#### [課題 1]
エントリのうち、「segment: washer control dial」を含む行から「M136 186L141 186L144」を含む行までを、「dryer knob」を「dryer switch」に置き換えて書き直してください。ほかの部分はそのまま残してください。

#### [元の文章]
緋色の囁き<新装改訂版> 雑感

 厳格なお嬢様学校である聖真女学園高等学校に転入させられた冴子は自らを魔女だと語る女生徒とルームメイトとなる。そしてルームメイトが焼死体で発見された夜から、女生徒を被害者とする連続殺人事件が起きるようになった――

 という感じに始まる、綾辻行人氏による初期の長編ミステリです。学園が舞台でもあり、思春期の少女たちがメインであるのですが、学園ミステリというと何かイメージと違うぐらいに殺伐とし、また女生徒同士のキスとかあるのですが百合として消費するのもちょっと無理がある陰鬱具合でした。

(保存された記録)
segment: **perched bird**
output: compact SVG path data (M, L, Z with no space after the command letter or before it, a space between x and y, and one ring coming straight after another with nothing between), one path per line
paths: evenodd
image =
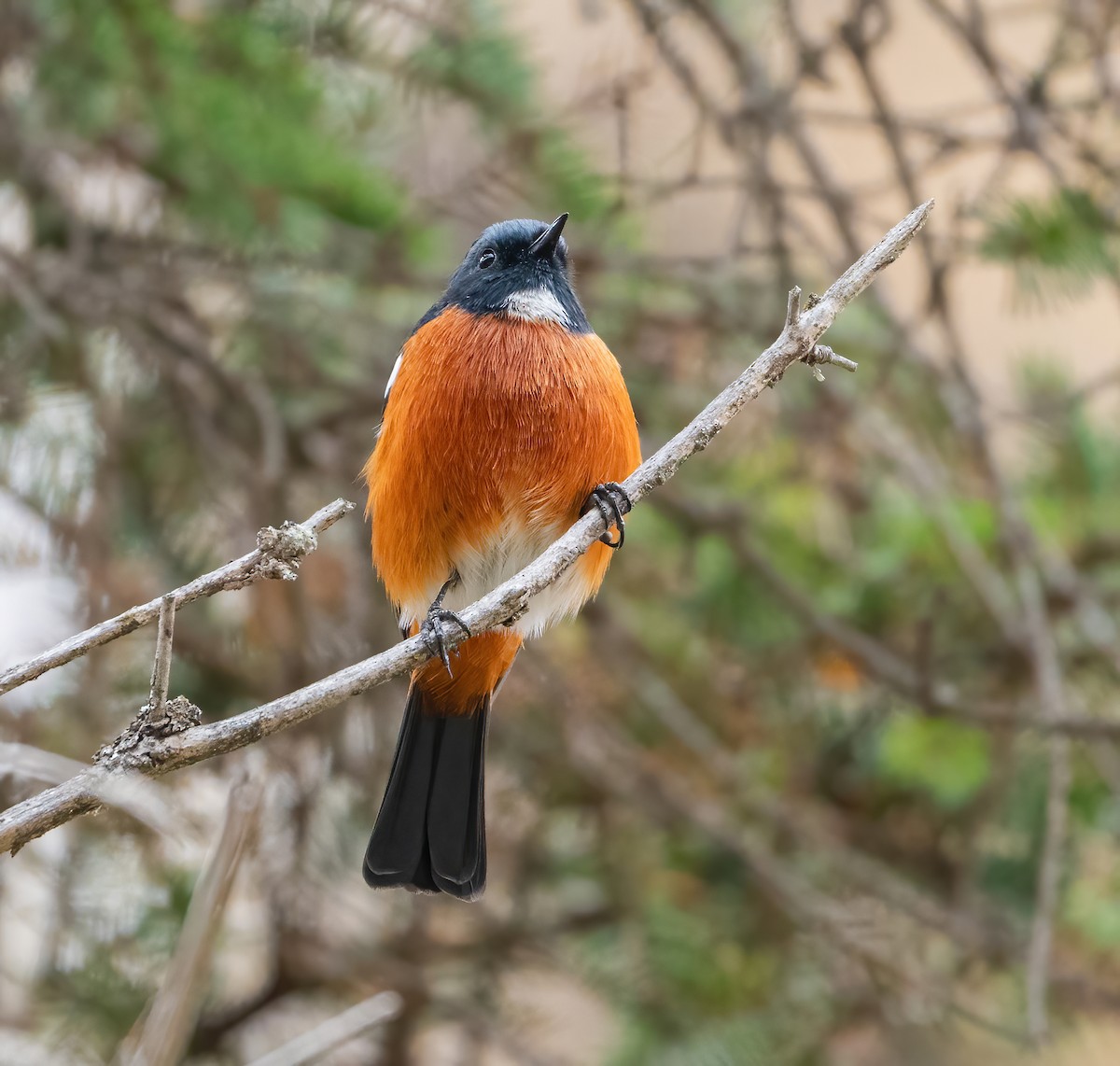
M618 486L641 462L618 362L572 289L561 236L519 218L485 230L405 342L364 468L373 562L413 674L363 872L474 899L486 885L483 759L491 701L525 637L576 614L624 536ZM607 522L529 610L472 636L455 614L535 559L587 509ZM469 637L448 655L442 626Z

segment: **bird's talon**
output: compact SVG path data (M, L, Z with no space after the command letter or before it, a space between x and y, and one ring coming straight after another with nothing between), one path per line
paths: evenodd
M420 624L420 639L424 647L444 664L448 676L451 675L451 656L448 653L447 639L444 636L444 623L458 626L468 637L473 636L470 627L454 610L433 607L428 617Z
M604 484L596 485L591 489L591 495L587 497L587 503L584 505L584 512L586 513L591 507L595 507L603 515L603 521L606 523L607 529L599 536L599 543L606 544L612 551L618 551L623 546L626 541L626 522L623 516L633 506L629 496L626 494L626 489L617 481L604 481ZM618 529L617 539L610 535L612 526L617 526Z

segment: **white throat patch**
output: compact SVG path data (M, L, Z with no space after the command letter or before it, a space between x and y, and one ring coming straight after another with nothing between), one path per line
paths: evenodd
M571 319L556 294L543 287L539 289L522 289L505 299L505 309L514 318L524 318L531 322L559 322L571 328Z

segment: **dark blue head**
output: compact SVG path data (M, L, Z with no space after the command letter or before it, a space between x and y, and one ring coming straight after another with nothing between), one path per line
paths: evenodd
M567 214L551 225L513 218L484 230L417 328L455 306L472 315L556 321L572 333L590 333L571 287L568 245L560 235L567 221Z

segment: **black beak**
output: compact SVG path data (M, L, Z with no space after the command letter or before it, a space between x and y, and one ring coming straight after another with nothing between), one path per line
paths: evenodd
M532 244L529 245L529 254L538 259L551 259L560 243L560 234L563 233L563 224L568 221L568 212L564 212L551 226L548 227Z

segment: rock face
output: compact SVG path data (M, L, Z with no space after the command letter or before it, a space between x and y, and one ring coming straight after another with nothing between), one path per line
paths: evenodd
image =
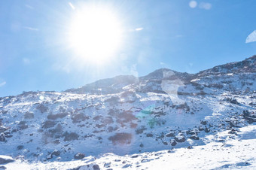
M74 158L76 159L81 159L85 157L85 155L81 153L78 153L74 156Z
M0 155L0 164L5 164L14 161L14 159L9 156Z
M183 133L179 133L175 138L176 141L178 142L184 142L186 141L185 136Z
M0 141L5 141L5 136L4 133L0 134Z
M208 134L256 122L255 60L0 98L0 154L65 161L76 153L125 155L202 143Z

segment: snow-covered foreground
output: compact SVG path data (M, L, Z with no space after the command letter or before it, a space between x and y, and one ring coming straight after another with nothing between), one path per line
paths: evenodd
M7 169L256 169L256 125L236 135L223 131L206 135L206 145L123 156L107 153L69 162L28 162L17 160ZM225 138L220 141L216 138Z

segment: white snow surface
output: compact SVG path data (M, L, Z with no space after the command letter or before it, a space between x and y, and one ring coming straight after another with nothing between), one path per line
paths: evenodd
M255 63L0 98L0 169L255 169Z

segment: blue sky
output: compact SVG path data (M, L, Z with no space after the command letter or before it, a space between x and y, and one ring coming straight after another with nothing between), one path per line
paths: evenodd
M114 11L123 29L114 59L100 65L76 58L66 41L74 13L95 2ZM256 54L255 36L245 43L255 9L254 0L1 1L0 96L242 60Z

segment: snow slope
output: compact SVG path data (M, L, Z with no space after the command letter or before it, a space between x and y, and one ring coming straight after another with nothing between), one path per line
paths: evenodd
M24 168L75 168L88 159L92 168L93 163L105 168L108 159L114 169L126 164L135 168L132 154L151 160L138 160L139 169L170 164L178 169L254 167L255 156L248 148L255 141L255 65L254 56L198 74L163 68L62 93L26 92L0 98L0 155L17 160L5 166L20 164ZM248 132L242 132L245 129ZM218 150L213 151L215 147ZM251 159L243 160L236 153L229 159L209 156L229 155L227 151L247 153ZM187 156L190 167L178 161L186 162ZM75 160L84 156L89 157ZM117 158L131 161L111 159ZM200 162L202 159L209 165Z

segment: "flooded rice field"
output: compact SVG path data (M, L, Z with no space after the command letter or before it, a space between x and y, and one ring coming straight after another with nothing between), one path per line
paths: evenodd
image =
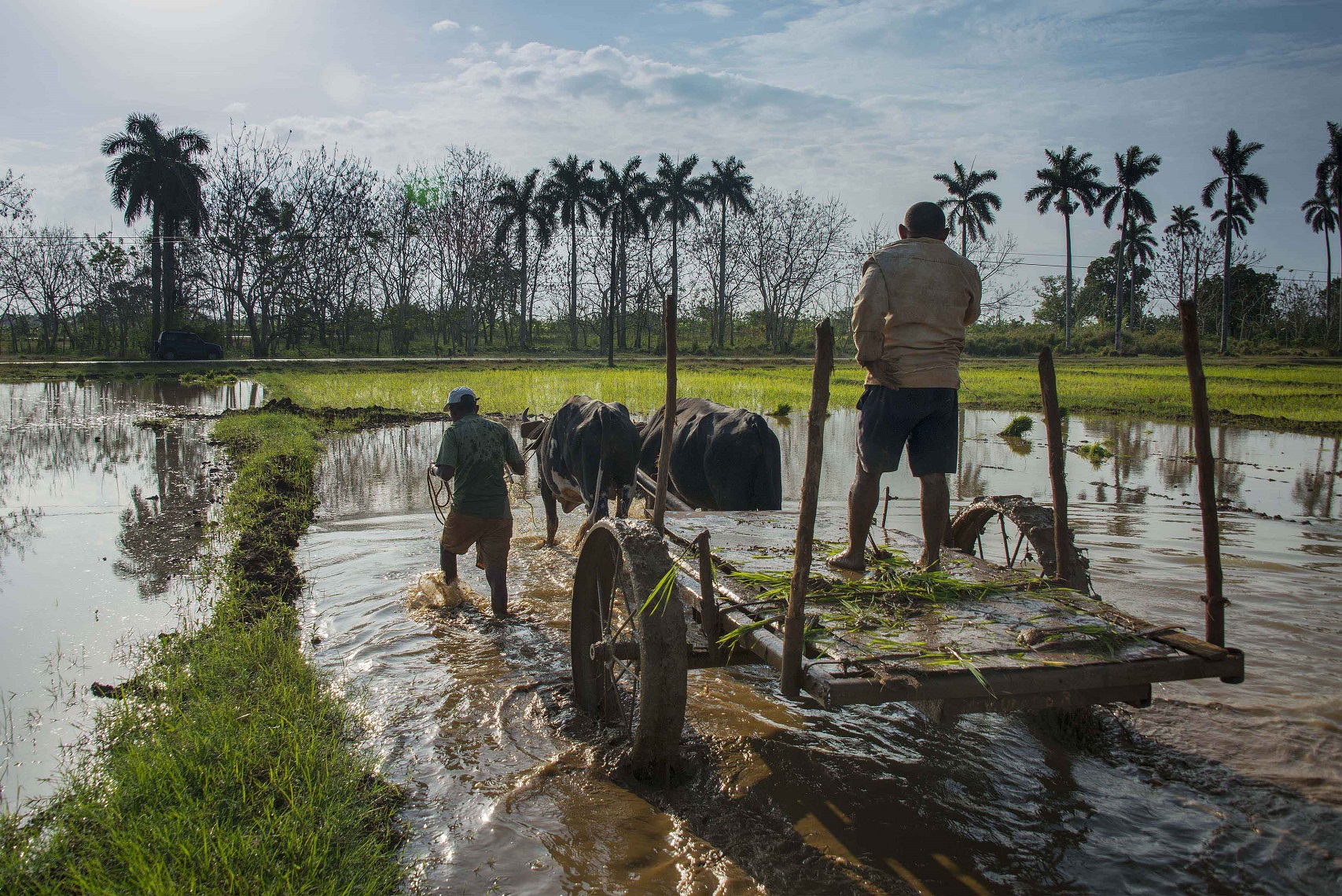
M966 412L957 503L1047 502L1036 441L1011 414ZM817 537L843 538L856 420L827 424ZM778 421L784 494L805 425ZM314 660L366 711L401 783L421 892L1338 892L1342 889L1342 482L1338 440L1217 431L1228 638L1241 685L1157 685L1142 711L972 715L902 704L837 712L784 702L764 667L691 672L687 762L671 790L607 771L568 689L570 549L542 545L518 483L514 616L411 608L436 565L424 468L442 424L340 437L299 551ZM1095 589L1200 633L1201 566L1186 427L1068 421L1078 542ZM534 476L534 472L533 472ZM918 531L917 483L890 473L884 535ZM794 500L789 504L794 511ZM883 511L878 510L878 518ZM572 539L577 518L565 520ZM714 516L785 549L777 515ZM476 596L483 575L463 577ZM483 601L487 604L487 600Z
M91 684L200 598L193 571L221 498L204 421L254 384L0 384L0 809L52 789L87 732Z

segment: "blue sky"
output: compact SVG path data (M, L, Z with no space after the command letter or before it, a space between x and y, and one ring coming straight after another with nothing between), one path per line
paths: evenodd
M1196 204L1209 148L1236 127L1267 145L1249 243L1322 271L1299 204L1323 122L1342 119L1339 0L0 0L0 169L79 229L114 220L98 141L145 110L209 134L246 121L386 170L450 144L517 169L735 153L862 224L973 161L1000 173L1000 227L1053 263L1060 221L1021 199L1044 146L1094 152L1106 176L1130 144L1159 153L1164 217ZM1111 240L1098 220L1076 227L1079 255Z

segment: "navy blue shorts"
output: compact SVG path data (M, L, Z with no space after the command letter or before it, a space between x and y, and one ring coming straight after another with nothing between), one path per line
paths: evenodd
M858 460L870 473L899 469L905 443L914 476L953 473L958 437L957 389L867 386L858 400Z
* * *
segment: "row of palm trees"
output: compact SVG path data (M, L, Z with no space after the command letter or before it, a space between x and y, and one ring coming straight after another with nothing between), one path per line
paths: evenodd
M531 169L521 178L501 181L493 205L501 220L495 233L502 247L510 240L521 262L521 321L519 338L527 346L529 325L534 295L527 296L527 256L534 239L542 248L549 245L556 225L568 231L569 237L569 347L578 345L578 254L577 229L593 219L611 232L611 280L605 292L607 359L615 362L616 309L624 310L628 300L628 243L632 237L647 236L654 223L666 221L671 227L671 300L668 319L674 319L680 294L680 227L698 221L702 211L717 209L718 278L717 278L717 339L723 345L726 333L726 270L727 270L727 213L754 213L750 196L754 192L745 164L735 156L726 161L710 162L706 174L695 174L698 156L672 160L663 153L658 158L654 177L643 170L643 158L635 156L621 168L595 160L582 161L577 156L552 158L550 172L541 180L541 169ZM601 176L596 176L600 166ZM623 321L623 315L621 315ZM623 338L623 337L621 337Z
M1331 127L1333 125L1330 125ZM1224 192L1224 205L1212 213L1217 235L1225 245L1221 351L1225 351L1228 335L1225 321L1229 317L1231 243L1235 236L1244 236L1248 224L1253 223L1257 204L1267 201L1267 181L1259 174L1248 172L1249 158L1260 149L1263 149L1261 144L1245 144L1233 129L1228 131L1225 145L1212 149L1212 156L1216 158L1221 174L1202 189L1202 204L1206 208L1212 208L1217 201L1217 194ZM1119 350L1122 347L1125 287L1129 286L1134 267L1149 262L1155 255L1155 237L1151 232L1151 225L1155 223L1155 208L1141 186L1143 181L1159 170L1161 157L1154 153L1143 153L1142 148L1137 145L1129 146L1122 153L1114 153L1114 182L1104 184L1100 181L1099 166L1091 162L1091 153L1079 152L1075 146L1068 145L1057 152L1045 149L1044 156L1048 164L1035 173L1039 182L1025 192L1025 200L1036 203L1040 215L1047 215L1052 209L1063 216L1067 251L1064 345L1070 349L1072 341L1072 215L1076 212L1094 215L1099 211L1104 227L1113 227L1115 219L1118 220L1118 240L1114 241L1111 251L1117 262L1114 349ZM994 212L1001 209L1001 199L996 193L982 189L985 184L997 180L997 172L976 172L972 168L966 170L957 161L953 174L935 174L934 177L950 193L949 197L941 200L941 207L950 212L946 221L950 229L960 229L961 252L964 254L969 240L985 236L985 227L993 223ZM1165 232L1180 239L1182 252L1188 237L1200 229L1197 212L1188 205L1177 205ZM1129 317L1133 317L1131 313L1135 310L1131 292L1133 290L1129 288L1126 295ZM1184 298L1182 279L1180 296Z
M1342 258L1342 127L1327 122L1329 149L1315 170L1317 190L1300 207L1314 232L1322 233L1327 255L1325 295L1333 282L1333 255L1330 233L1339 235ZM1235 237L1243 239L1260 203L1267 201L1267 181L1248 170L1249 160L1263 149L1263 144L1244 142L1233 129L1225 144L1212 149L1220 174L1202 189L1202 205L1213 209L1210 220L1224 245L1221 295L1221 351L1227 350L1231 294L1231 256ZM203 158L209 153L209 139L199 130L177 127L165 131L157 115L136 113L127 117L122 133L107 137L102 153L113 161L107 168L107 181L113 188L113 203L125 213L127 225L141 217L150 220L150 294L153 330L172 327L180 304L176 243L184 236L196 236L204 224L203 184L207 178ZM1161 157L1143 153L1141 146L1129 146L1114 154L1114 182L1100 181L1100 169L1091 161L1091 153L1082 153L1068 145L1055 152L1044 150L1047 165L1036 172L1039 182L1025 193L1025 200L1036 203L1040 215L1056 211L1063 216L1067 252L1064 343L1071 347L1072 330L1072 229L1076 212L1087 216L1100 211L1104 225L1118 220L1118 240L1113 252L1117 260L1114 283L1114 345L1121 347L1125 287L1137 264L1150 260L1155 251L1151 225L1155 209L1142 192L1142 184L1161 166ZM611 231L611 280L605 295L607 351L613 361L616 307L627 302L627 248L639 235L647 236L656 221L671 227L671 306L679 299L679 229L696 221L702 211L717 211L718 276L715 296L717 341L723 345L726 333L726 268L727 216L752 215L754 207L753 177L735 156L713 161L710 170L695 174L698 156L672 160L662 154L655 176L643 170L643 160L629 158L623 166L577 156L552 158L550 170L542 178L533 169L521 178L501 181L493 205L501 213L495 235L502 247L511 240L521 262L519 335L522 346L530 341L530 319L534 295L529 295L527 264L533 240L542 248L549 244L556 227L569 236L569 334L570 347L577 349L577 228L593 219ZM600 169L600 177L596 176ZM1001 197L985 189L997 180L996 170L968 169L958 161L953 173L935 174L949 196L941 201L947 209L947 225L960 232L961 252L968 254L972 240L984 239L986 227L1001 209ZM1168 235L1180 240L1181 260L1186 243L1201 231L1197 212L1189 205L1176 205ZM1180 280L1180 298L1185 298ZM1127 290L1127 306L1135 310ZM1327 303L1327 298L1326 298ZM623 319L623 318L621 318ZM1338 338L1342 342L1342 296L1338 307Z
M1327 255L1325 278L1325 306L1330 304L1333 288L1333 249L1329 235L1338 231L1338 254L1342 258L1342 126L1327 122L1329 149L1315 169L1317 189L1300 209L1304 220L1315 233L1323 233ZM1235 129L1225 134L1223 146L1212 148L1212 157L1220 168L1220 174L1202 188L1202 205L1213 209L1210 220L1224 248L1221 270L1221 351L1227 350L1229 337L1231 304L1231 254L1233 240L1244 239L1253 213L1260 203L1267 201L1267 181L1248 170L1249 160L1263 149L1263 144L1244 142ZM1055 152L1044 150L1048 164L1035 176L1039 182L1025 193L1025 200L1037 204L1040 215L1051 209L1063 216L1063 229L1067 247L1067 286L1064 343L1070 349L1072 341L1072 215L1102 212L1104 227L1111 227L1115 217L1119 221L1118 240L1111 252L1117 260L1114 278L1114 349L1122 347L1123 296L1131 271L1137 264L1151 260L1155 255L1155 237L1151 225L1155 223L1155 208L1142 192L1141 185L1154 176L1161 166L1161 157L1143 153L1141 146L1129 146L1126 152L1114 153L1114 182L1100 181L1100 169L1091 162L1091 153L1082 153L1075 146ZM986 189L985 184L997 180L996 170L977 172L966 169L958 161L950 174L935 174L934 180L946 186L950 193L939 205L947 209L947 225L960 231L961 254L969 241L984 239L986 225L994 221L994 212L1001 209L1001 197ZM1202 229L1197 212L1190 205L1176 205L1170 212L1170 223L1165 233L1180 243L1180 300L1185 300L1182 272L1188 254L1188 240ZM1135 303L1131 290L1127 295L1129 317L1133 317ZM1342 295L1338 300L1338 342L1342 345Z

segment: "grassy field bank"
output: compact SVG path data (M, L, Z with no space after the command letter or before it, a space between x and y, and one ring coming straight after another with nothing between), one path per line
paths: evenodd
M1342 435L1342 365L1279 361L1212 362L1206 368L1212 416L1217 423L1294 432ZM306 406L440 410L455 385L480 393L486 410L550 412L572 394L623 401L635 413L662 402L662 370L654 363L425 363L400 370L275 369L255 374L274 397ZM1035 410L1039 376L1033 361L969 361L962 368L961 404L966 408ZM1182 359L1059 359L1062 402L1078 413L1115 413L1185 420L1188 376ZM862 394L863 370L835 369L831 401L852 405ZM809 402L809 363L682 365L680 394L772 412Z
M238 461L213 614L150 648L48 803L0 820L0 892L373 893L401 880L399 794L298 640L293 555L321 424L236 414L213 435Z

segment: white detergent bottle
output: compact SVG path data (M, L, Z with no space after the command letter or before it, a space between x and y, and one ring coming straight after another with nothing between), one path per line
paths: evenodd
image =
==
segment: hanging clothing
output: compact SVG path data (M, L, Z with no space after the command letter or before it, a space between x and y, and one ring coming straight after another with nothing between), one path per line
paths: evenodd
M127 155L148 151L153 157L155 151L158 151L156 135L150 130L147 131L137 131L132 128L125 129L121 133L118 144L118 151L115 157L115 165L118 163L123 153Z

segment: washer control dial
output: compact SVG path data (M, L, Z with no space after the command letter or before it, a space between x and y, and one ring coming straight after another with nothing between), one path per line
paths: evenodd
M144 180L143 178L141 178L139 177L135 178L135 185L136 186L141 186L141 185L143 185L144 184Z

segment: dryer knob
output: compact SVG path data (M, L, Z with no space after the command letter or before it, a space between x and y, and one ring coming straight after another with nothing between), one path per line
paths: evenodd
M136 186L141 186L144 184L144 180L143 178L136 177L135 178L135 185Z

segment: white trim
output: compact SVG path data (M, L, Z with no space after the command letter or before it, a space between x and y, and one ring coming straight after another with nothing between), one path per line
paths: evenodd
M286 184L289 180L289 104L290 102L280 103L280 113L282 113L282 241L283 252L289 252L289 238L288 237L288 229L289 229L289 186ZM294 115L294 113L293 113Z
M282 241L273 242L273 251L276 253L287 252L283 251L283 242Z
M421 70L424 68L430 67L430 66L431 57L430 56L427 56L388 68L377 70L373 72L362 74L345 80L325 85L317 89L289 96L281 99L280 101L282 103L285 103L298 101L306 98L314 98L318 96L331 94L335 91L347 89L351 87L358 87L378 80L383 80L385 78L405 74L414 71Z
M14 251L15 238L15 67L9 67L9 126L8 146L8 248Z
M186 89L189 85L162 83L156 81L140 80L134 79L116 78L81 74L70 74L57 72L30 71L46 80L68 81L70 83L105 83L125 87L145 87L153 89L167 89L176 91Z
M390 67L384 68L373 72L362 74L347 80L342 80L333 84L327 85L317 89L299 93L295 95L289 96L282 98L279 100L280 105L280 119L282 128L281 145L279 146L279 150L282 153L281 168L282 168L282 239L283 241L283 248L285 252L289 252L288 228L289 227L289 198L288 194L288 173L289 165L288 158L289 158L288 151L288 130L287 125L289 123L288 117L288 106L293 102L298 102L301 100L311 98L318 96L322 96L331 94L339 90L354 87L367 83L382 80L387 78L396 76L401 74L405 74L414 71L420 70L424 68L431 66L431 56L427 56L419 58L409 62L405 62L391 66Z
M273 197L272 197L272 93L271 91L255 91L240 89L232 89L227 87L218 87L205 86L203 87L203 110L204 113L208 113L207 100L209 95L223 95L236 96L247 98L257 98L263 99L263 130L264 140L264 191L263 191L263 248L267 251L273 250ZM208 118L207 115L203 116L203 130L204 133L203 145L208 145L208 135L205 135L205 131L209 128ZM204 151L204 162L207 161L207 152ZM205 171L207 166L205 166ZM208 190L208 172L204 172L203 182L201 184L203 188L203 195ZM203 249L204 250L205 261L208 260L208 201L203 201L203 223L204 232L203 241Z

#### [課題 2]
『緋色の囁き』の感想文を、最後の文に続けて書き進めてください。

#### [解答 1]
segment: washer control dial
output: compact SVG path data (M, L, Z with no space after the command letter or before it, a space between x and y, and one ring coming straight after another with nothing between), one path per line
paths: evenodd
M144 180L143 178L141 178L139 177L135 178L135 185L136 186L141 186L141 185L143 185L144 184Z

segment: dryer switch
output: compact SVG path data (M, L, Z with no space after the command letter or before it, a space between x and y, and one ring coming straight after another with nothing between), one path per line
paths: evenodd
M136 186L141 186L144 184L144 180L143 178L136 177L135 178L135 185Z

#### [解答 2]
 ミステリ的にはフーダニット、誰が女生徒たちを殺しているかが主眼となります。視点人物であるが家族が殺された生き残りであり夢遊病のように夜胡乱になる冴子か、或いはお嬢様学校の中でもひと際目立つお嬢様でありながら裏の顔がある彼女か、或いは他の――、と。
 そして本作のモチーフたる緋色=赤=血の色が全編を彩っており、間章で語られる赤い赤い血の夢を現実に見ているのは誰か――とも繋がります。

 少女は夢に遊ぶ。
 夢を彩る色は、赤。──鮮やかな赤、深紅、緋色。
 身体を流れる血の色。掌で震えていた滴の色。壊れた車の窓から突き出た傷だらけの上半身──路上に広がった染みの色。死んだ小鳥を染めた色。潰れた猫が吐き出した色。……
 (緋色の囁き 〈新装改訂版〉(講談社文庫)(Kindleの位置No.2574-2578))

 そして主人公の冴子が垣間見る赤い夢との関連は、そこがイコールで結ばれ、赤い夢が現実の殺人事件に結ばれたのか、と。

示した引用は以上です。